- [Exercise task 1]
In the passage about Mrs. Ito, write out the section from "We could be building" up to and including "provide community benefits.".
- [Exercise task 2]
In the passage about Mrs. Ito, what time did her alarm wake her in the morning?
--- begin Selected text ---
So Mrs. Ito asked a neighbor in the opposite building for a favor. Could she, once a day, look across the greenery separating their apartments and gaze up at Mrs. Ito’s window?

Every evening around 6 p.m., before retiring for the night, Mrs. Ito closed the paper screen in the window. Then in the morning, after her alarm woke her at 5:40 a.m., she slid the screen back open.

“If it’s closed,” Mrs. Ito told her neighbor, “it means I’ve died.”

1 comment:

G. Verloren said...

We have the means to solve these kinds of problems. We just seem to lack the will.

We know what the fix to isolation is - engagement with other people. But our social and governmental systems simply aren't designed to help that happen. People grow old, their loved ones die off, and the expectation seems to be that we just leave them to their own devices, presumably because it's the cheapest, easiest solution.

But we could be doing so much more to combat things like this, if we only so chose.

We could be building communities designed specifically to promote sociality and engagement among the elderly. And not just the sad current state of affairs of "retirement homes", where people simply get sent to await their demises among other doomed invalids.

We need actual full blown communities, populated by people of all ages, where the elderly can be an active part of real life. We need housing developments with shared communal spaces, where the elderly can have regular, healthy interactions with a broad variety of people who are their neighbors. We need to promote a place for them within these community, letting them both receive and provide community benefits.
--- end Selected text ---
--- begin Data extract ---
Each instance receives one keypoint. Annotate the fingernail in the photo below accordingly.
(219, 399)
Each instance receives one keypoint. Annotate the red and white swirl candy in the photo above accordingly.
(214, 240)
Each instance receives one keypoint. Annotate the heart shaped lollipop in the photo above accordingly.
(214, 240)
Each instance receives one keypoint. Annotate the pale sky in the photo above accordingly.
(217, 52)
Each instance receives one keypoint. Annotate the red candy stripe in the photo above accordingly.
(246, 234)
--- end Data extract ---
--- begin Data extract ---
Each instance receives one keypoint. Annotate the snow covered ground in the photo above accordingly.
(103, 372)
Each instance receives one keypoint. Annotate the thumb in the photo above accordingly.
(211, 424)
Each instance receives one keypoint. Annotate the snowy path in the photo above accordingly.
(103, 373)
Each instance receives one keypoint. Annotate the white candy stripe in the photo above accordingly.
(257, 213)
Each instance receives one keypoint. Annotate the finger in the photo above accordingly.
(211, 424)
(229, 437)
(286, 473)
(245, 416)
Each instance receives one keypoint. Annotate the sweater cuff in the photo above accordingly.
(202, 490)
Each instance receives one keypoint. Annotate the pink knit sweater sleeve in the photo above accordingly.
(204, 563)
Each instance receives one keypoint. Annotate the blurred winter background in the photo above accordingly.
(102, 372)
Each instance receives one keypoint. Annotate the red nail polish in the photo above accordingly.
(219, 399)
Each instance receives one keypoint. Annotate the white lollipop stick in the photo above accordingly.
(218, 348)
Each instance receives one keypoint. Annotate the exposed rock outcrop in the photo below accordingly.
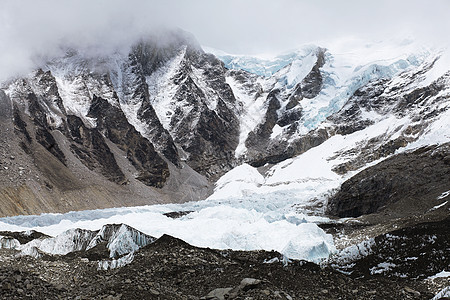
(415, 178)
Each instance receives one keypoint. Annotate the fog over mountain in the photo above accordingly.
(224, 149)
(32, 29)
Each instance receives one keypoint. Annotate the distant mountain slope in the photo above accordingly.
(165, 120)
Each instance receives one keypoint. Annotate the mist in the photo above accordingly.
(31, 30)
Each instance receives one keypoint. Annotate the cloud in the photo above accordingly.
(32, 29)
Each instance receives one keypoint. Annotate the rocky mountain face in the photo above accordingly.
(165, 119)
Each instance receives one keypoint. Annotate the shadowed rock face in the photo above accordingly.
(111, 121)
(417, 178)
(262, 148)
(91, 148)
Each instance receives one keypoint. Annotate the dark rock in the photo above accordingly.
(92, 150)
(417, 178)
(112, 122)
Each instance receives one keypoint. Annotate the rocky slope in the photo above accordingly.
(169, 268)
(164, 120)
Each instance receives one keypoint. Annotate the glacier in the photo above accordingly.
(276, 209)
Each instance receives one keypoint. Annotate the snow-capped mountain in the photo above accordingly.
--- end Data extract ---
- [Reply 1]
We could be building communities designed specifically to promote sociality and engagement among the elderly. And not just the sad current state of affairs of "retirement homes", where people simply get sent to await their demises among other doomed invalids.

We need actual full blown communities, populated by people of all ages, where the elderly can be an active part of real life. We need housing developments with shared communal spaces, where the elderly can have regular, healthy interactions with a broad variety of people who are their neighbors. We need to promote a place for them within these community, letting them both receive and provide community benefits.

- [Reply 2]
5:40 a.m.